Exercise instructions: In the lines below, find the one that contains "For every instance of the church building, give" and write it out exactly, along with every line that follows it.

Provided records:
•••••

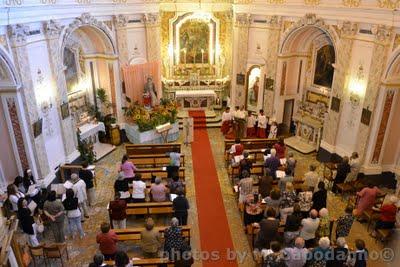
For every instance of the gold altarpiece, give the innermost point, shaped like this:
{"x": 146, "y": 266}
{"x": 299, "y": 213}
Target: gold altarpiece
{"x": 196, "y": 54}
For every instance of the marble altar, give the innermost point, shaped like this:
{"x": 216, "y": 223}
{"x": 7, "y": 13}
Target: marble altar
{"x": 196, "y": 99}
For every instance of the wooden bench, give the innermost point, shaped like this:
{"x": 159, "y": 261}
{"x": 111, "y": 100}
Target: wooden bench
{"x": 153, "y": 160}
{"x": 133, "y": 234}
{"x": 147, "y": 208}
{"x": 159, "y": 172}
{"x": 152, "y": 149}
{"x": 153, "y": 262}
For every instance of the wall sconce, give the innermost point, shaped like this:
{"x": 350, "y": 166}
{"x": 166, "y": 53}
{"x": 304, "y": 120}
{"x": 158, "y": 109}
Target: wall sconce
{"x": 357, "y": 88}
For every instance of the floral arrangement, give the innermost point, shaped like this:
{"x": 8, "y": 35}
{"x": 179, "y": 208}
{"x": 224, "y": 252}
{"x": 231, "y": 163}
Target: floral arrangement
{"x": 147, "y": 119}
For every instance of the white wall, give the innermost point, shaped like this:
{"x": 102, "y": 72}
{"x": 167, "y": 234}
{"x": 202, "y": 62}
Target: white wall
{"x": 46, "y": 90}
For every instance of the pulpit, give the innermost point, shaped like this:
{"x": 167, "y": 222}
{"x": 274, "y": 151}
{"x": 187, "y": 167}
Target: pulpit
{"x": 195, "y": 99}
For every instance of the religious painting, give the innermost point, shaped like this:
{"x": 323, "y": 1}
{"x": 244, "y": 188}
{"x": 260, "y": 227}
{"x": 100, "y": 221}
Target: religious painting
{"x": 335, "y": 105}
{"x": 71, "y": 70}
{"x": 37, "y": 127}
{"x": 323, "y": 75}
{"x": 194, "y": 36}
{"x": 253, "y": 88}
{"x": 240, "y": 79}
{"x": 366, "y": 116}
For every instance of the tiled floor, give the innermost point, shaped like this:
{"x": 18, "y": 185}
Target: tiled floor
{"x": 82, "y": 251}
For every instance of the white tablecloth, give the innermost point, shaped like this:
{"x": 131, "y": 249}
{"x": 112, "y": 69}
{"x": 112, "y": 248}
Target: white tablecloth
{"x": 195, "y": 93}
{"x": 90, "y": 129}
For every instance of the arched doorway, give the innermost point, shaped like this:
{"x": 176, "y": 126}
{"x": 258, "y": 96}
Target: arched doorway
{"x": 90, "y": 63}
{"x": 383, "y": 154}
{"x": 305, "y": 78}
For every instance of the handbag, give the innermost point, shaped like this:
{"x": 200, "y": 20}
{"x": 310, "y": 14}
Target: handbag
{"x": 39, "y": 225}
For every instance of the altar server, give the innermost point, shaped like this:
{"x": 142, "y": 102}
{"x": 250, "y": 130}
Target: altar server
{"x": 262, "y": 124}
{"x": 226, "y": 121}
{"x": 251, "y": 121}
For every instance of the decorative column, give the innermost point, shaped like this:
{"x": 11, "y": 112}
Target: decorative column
{"x": 52, "y": 31}
{"x": 271, "y": 60}
{"x": 381, "y": 49}
{"x": 18, "y": 35}
{"x": 331, "y": 123}
{"x": 153, "y": 34}
{"x": 120, "y": 22}
{"x": 240, "y": 51}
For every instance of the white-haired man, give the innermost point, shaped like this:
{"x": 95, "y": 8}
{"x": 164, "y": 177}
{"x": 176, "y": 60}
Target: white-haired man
{"x": 296, "y": 256}
{"x": 272, "y": 163}
{"x": 79, "y": 188}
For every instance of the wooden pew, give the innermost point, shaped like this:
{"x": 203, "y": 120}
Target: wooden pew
{"x": 159, "y": 172}
{"x": 151, "y": 149}
{"x": 147, "y": 208}
{"x": 133, "y": 234}
{"x": 153, "y": 262}
{"x": 153, "y": 160}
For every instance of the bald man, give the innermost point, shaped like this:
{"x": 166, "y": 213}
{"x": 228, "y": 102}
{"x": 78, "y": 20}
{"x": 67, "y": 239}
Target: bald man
{"x": 310, "y": 226}
{"x": 296, "y": 256}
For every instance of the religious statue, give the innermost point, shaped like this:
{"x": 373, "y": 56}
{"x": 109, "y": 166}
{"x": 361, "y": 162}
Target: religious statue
{"x": 150, "y": 93}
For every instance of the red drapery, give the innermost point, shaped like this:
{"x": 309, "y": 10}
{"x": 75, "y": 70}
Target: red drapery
{"x": 135, "y": 76}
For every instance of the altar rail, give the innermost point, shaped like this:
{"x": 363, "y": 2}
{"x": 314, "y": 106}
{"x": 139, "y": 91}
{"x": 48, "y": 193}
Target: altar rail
{"x": 148, "y": 149}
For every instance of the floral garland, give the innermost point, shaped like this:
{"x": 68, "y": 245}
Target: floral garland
{"x": 148, "y": 119}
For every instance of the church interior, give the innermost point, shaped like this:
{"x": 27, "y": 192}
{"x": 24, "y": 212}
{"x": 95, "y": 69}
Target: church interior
{"x": 200, "y": 133}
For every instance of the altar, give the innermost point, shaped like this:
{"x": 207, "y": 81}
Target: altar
{"x": 89, "y": 132}
{"x": 308, "y": 133}
{"x": 196, "y": 99}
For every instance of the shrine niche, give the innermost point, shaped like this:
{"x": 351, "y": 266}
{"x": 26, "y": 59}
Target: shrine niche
{"x": 323, "y": 75}
{"x": 253, "y": 88}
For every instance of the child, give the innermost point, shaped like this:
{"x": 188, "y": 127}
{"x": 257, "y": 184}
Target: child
{"x": 226, "y": 121}
{"x": 251, "y": 121}
{"x": 262, "y": 124}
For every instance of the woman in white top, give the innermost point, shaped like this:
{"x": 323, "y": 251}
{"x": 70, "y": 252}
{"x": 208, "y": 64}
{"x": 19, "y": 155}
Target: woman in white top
{"x": 138, "y": 189}
{"x": 14, "y": 195}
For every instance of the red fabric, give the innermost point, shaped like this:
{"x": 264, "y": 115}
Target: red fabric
{"x": 213, "y": 223}
{"x": 135, "y": 77}
{"x": 280, "y": 150}
{"x": 225, "y": 127}
{"x": 107, "y": 242}
{"x": 118, "y": 209}
{"x": 388, "y": 213}
{"x": 261, "y": 133}
{"x": 251, "y": 132}
{"x": 239, "y": 148}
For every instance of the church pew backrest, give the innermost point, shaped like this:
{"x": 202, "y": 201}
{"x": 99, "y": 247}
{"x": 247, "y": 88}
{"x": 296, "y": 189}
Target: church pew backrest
{"x": 257, "y": 143}
{"x": 133, "y": 234}
{"x": 146, "y": 149}
{"x": 153, "y": 160}
{"x": 152, "y": 262}
{"x": 159, "y": 172}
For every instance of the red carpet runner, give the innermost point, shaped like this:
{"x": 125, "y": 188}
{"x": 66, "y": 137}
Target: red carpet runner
{"x": 215, "y": 235}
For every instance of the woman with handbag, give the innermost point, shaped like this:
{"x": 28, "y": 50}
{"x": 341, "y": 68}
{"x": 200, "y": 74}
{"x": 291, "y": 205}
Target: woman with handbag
{"x": 28, "y": 224}
{"x": 73, "y": 213}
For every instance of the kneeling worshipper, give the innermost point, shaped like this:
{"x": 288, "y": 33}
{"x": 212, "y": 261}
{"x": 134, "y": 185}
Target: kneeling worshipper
{"x": 226, "y": 121}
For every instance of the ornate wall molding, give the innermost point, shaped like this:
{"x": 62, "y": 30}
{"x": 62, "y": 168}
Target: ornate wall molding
{"x": 242, "y": 19}
{"x": 18, "y": 34}
{"x": 121, "y": 20}
{"x": 351, "y": 3}
{"x": 151, "y": 19}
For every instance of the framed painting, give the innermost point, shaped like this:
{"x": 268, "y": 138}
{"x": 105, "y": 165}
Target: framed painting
{"x": 37, "y": 127}
{"x": 64, "y": 111}
{"x": 335, "y": 105}
{"x": 240, "y": 79}
{"x": 366, "y": 116}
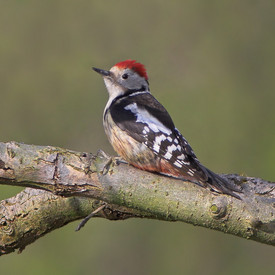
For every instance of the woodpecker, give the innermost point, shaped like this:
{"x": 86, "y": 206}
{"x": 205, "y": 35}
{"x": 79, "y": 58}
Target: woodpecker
{"x": 142, "y": 132}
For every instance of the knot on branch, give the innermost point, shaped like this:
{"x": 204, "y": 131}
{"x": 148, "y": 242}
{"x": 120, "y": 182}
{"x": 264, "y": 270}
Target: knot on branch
{"x": 218, "y": 208}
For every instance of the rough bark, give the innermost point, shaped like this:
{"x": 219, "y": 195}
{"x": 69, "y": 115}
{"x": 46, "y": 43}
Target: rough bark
{"x": 75, "y": 184}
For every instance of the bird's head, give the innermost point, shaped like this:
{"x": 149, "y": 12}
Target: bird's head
{"x": 124, "y": 77}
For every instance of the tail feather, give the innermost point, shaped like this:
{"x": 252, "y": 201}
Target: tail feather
{"x": 222, "y": 185}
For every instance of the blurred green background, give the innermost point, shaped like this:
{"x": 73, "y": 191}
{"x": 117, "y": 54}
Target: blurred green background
{"x": 211, "y": 64}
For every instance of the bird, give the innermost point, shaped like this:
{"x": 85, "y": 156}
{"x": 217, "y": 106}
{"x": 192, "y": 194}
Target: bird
{"x": 143, "y": 133}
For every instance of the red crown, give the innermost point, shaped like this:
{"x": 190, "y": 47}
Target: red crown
{"x": 133, "y": 65}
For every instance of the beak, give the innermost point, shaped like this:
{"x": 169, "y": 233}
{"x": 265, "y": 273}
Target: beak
{"x": 102, "y": 72}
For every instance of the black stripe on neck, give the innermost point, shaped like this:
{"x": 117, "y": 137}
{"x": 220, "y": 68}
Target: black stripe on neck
{"x": 129, "y": 92}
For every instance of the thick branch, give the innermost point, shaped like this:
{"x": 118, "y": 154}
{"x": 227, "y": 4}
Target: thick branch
{"x": 139, "y": 193}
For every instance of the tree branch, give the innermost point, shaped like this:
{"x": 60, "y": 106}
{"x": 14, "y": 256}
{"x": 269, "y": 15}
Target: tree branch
{"x": 76, "y": 184}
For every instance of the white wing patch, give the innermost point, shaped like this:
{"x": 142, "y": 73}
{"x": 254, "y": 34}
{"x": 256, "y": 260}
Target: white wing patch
{"x": 165, "y": 143}
{"x": 144, "y": 117}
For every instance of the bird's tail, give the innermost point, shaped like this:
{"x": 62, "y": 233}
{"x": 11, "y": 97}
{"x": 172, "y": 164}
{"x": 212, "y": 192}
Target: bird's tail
{"x": 222, "y": 185}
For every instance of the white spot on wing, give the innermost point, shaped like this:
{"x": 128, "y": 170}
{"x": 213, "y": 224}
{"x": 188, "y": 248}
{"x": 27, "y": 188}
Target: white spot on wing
{"x": 158, "y": 141}
{"x": 172, "y": 148}
{"x": 144, "y": 117}
{"x": 181, "y": 157}
{"x": 177, "y": 164}
{"x": 168, "y": 155}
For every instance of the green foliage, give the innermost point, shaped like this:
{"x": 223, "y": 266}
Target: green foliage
{"x": 210, "y": 63}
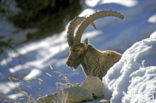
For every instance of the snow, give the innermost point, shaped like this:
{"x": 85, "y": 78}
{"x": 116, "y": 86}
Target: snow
{"x": 133, "y": 78}
{"x": 134, "y": 74}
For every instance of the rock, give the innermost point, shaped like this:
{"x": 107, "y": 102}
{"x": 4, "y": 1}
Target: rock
{"x": 95, "y": 85}
{"x": 78, "y": 94}
{"x": 47, "y": 99}
{"x": 92, "y": 86}
{"x": 75, "y": 94}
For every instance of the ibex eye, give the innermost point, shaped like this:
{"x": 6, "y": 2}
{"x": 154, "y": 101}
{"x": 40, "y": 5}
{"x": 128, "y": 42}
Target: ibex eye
{"x": 75, "y": 50}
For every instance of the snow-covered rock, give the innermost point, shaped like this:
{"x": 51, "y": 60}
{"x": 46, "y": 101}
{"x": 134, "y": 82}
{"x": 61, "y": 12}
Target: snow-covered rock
{"x": 133, "y": 78}
{"x": 75, "y": 94}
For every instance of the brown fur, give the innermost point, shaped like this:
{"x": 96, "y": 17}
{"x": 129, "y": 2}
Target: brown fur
{"x": 94, "y": 62}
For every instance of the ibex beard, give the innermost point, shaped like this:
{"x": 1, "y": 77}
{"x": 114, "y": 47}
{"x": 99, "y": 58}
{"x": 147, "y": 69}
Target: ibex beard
{"x": 94, "y": 62}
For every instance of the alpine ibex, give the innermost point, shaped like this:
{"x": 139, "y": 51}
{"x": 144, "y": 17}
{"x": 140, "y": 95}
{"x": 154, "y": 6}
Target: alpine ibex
{"x": 94, "y": 62}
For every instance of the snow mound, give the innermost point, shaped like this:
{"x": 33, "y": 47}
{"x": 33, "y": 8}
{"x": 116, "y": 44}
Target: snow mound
{"x": 133, "y": 78}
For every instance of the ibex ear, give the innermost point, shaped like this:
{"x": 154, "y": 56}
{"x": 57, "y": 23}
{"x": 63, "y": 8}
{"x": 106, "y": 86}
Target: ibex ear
{"x": 86, "y": 41}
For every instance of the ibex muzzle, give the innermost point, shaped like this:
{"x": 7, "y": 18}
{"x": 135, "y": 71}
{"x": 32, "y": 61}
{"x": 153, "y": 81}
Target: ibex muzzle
{"x": 93, "y": 61}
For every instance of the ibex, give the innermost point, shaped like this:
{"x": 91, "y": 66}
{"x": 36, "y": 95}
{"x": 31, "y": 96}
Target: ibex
{"x": 94, "y": 62}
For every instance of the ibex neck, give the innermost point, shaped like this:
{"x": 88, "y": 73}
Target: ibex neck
{"x": 91, "y": 60}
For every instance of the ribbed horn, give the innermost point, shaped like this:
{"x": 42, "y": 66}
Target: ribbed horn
{"x": 70, "y": 33}
{"x": 91, "y": 19}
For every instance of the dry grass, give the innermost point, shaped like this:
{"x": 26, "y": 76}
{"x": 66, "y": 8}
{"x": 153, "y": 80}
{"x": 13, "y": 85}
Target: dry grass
{"x": 29, "y": 98}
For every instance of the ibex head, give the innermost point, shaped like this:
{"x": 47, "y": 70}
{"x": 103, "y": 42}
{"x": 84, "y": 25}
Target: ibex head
{"x": 77, "y": 49}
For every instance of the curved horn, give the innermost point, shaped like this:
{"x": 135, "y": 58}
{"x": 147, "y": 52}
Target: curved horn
{"x": 92, "y": 18}
{"x": 70, "y": 33}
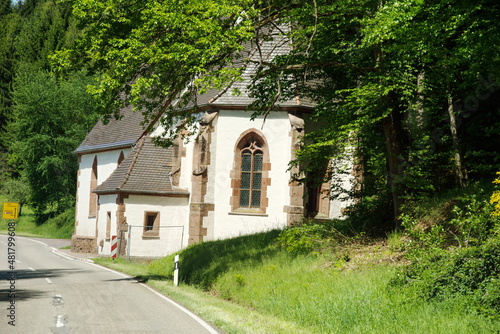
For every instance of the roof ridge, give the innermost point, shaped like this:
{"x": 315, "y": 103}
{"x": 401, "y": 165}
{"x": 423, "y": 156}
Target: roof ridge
{"x": 139, "y": 146}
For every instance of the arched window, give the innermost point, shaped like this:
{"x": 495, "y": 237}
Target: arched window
{"x": 93, "y": 185}
{"x": 250, "y": 175}
{"x": 120, "y": 158}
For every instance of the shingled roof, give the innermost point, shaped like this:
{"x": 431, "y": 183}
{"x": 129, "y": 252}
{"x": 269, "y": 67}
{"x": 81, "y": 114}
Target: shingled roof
{"x": 265, "y": 51}
{"x": 115, "y": 134}
{"x": 145, "y": 170}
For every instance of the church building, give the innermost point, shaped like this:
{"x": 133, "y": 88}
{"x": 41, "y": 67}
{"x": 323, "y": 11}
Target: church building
{"x": 231, "y": 178}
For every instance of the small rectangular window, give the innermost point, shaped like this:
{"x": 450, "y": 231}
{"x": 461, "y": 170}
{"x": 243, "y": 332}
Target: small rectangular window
{"x": 108, "y": 226}
{"x": 151, "y": 224}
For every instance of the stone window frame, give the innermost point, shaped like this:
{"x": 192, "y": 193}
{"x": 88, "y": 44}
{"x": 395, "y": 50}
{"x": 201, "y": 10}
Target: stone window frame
{"x": 242, "y": 142}
{"x": 108, "y": 225}
{"x": 151, "y": 230}
{"x": 93, "y": 184}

•••••

Solved exercise:
For every instance of the church building, give the innermost point, shaped like this:
{"x": 133, "y": 88}
{"x": 41, "y": 67}
{"x": 323, "y": 11}
Target: church building
{"x": 231, "y": 178}
For every instance of the small rectangular window, give the innermost point, shaped like this:
{"x": 450, "y": 231}
{"x": 461, "y": 170}
{"x": 243, "y": 332}
Target: small rectangular window
{"x": 108, "y": 226}
{"x": 151, "y": 224}
For every instance of the stone window frame, give the innermost point, shaped like this:
{"x": 192, "y": 193}
{"x": 88, "y": 44}
{"x": 395, "y": 50}
{"x": 201, "y": 10}
Target: stone window frame
{"x": 242, "y": 142}
{"x": 108, "y": 225}
{"x": 151, "y": 230}
{"x": 93, "y": 184}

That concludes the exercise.